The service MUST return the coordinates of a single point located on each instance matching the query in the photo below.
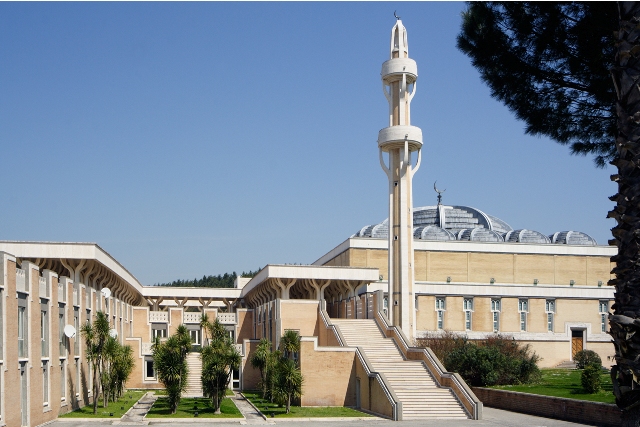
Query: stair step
(414, 385)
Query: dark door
(576, 342)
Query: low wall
(580, 411)
(329, 374)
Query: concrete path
(135, 415)
(492, 418)
(251, 414)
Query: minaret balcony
(393, 137)
(393, 69)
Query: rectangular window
(523, 305)
(78, 383)
(495, 309)
(159, 330)
(76, 325)
(467, 306)
(61, 337)
(550, 308)
(149, 371)
(23, 326)
(22, 332)
(603, 309)
(44, 329)
(523, 308)
(45, 383)
(440, 308)
(63, 381)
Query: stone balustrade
(191, 317)
(44, 289)
(62, 295)
(158, 316)
(146, 348)
(227, 318)
(21, 284)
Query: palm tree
(290, 344)
(204, 325)
(170, 361)
(219, 359)
(110, 351)
(625, 322)
(95, 336)
(122, 367)
(260, 360)
(289, 381)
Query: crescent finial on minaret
(439, 192)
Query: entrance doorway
(24, 421)
(577, 342)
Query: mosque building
(358, 308)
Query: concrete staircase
(566, 364)
(194, 383)
(411, 382)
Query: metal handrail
(329, 325)
(396, 405)
(440, 370)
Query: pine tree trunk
(96, 388)
(625, 320)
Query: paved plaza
(492, 417)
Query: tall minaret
(400, 140)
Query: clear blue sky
(202, 138)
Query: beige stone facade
(550, 297)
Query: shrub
(590, 378)
(585, 358)
(496, 360)
(441, 343)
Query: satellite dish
(69, 331)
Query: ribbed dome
(479, 235)
(525, 236)
(572, 238)
(444, 223)
(432, 232)
(456, 218)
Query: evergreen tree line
(220, 281)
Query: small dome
(432, 232)
(525, 236)
(572, 238)
(376, 230)
(479, 235)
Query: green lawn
(268, 408)
(565, 383)
(117, 408)
(186, 409)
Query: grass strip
(270, 409)
(565, 383)
(117, 408)
(189, 406)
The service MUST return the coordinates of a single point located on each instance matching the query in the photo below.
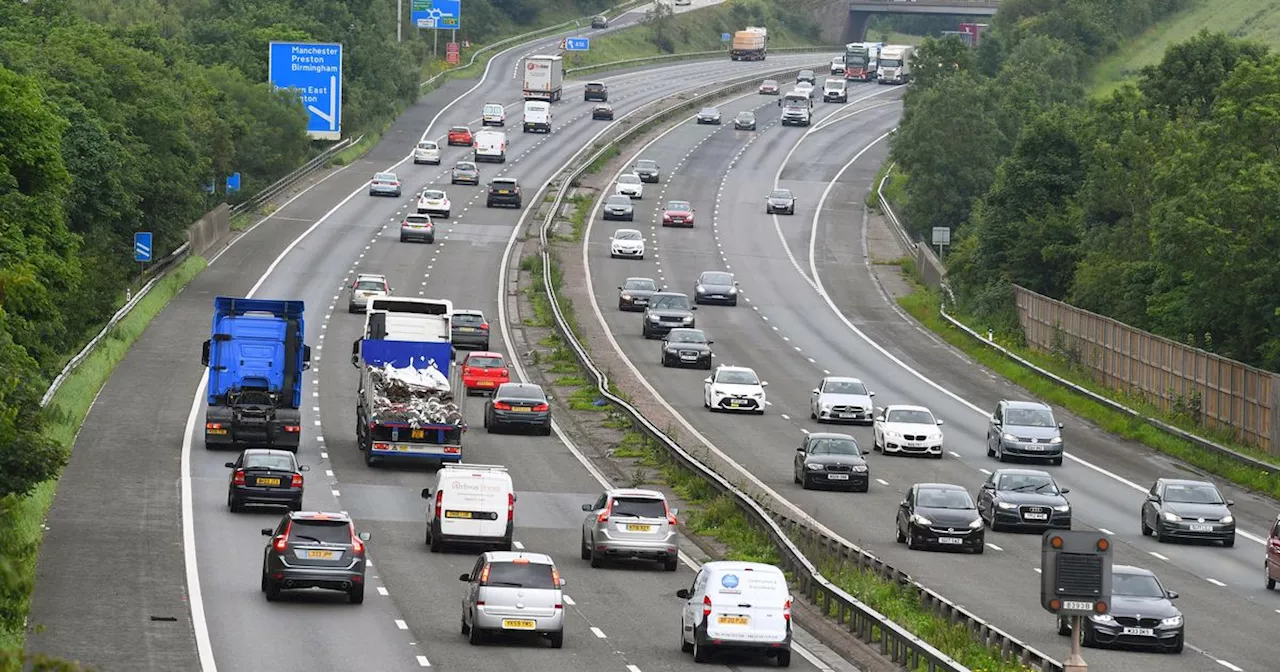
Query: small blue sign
(142, 246)
(437, 14)
(315, 72)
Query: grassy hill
(1255, 19)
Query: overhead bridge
(862, 10)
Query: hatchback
(314, 549)
(265, 476)
(513, 593)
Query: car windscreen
(320, 531)
(520, 575)
(640, 507)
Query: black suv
(503, 191)
(667, 311)
(595, 91)
(314, 549)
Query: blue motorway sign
(438, 14)
(315, 72)
(142, 246)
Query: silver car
(625, 524)
(841, 400)
(512, 593)
(366, 287)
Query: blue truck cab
(255, 359)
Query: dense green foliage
(1153, 205)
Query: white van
(471, 504)
(492, 146)
(538, 115)
(740, 606)
(493, 114)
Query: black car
(830, 460)
(470, 329)
(716, 287)
(1178, 508)
(517, 405)
(595, 91)
(938, 515)
(1142, 615)
(667, 311)
(1023, 498)
(265, 476)
(634, 293)
(686, 347)
(503, 191)
(314, 549)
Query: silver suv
(513, 593)
(630, 524)
(1024, 429)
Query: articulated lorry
(752, 44)
(255, 357)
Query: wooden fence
(1221, 393)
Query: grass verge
(923, 305)
(22, 520)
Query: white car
(841, 400)
(908, 429)
(434, 202)
(630, 186)
(428, 151)
(627, 243)
(734, 388)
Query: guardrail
(1244, 460)
(894, 641)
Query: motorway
(794, 329)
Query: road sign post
(315, 72)
(1075, 581)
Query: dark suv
(595, 91)
(503, 191)
(314, 549)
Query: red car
(461, 135)
(679, 214)
(484, 371)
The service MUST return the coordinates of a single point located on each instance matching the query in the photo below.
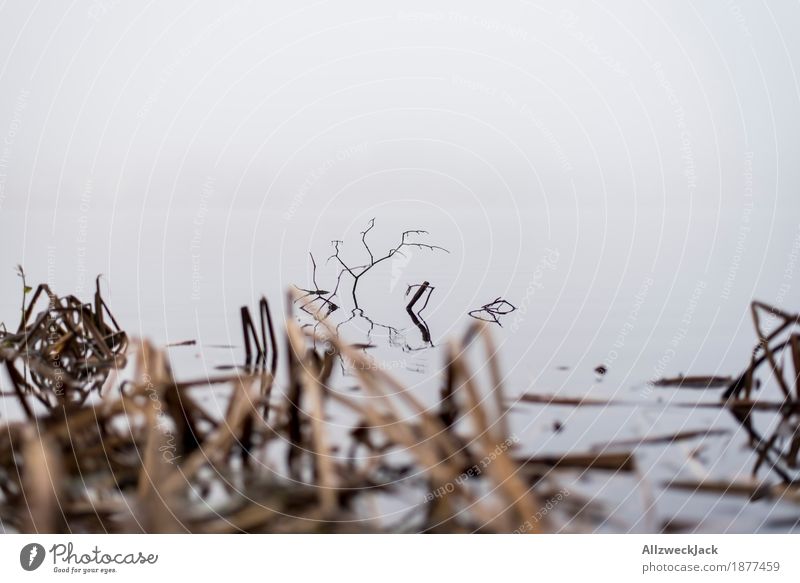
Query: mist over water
(624, 176)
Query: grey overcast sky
(636, 137)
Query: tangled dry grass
(129, 448)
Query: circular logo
(31, 556)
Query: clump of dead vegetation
(141, 451)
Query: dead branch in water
(492, 311)
(356, 272)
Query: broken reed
(140, 451)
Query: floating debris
(492, 311)
(661, 439)
(694, 382)
(182, 343)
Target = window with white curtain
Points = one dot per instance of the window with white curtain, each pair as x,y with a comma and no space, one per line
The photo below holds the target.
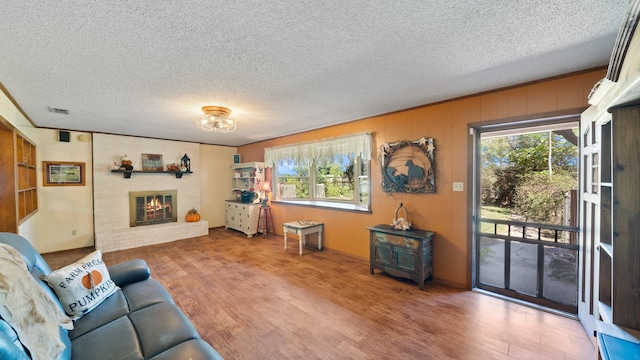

Aim of the task.
All of the entries above should be copied exactly, with the images left out.

Answer section.
The service MUST return the coordinates of a single point located on each instance matching the query in the photo below.
Query: stair step
(414, 385)
Query: dark door
(576, 342)
Query: low wall
(580, 411)
(329, 374)
Query: concrete path
(135, 415)
(492, 418)
(251, 414)
Query: minaret balcony
(393, 137)
(393, 69)
Query: rectangular window
(523, 305)
(78, 383)
(495, 309)
(159, 330)
(76, 325)
(467, 306)
(61, 337)
(550, 308)
(149, 371)
(23, 326)
(22, 332)
(603, 309)
(44, 329)
(523, 308)
(45, 383)
(440, 308)
(63, 381)
Query: stone balustrade
(191, 317)
(44, 289)
(62, 295)
(158, 316)
(146, 348)
(227, 318)
(21, 284)
Query: palm tree
(290, 344)
(204, 325)
(170, 361)
(219, 359)
(110, 351)
(625, 322)
(95, 336)
(122, 367)
(260, 360)
(289, 381)
Query: crescent finial on minaret
(439, 192)
Query: entrance doorway
(24, 421)
(577, 342)
Query: mosque building
(358, 308)
Query: concrete staircase
(566, 364)
(194, 383)
(411, 382)
Query: metal handrail
(329, 325)
(396, 405)
(440, 370)
Query: pine tree trunk
(96, 388)
(625, 320)
Query: paved plaza
(492, 417)
Query: tall minaret
(400, 140)
Query: clear blue sky
(202, 138)
Query: beige stone facade
(550, 297)
Query: shrub
(590, 378)
(585, 358)
(496, 360)
(441, 343)
Query: satellite dish
(69, 331)
Query: ribbed dome
(479, 235)
(525, 236)
(572, 238)
(444, 223)
(432, 232)
(456, 218)
Query: evergreen tree line
(220, 281)
Query: small dome
(432, 232)
(525, 236)
(572, 238)
(376, 230)
(479, 235)
Query: green lawn
(268, 408)
(565, 383)
(117, 408)
(186, 409)
Query: grass strip
(270, 409)
(565, 383)
(117, 408)
(189, 406)
The service MUST return the coordinates of a single point located on each instance matching the query in the photo below.
Query: small blue sign
(142, 246)
(437, 14)
(315, 72)
Query: grassy hill
(1255, 19)
Query: overhead bridge
(862, 10)
Query: hatchback
(314, 549)
(265, 476)
(513, 593)
Query: car windscreen
(320, 531)
(520, 575)
(640, 507)
Query: black suv
(503, 191)
(667, 311)
(595, 91)
(314, 549)
Query: blue motorway sign
(438, 14)
(315, 72)
(142, 246)
Query: silver car
(625, 524)
(841, 400)
(512, 593)
(366, 287)
Query: blue truck cab
(255, 359)
Query: dense green foliage
(1153, 205)
Query: white van
(471, 504)
(492, 146)
(538, 115)
(740, 606)
(493, 114)
Query: black car
(830, 460)
(470, 329)
(716, 287)
(1178, 508)
(517, 405)
(595, 91)
(938, 515)
(1142, 615)
(667, 311)
(1023, 498)
(265, 476)
(634, 293)
(686, 347)
(503, 191)
(314, 549)
Query: silver suv
(513, 593)
(630, 524)
(1024, 429)
Query: articulated lorry
(752, 44)
(255, 357)
Query: wooden fence
(1221, 393)
Query: grass verge
(923, 305)
(22, 520)
Query: white car
(841, 400)
(908, 429)
(434, 202)
(630, 186)
(428, 151)
(627, 243)
(734, 388)
Query: guardrail
(1244, 460)
(894, 641)
Query: motorway
(794, 329)
Query: road sign post
(315, 72)
(1075, 581)
Query: dark suv
(595, 91)
(503, 191)
(314, 549)
Query: red car
(461, 135)
(679, 214)
(484, 371)
The service MUST return the coordinates of a single point located on each instance matching the query in the photo below.
Query: mist over water
(624, 176)
Query: grey overcast sky
(636, 137)
Query: tangled dry grass
(129, 448)
Query: circular logo
(31, 556)
Query: clump of dead vegetation
(141, 451)
Query: dead branch in water
(492, 311)
(356, 272)
Query: broken reed
(140, 451)
Query: floating debris
(492, 311)
(661, 439)
(694, 382)
(182, 343)
Target = window with white curtain
Points = one dot per instance of the window with white curtain, each pair as x,y with a comma and no space, one per line
The photo below holds the target.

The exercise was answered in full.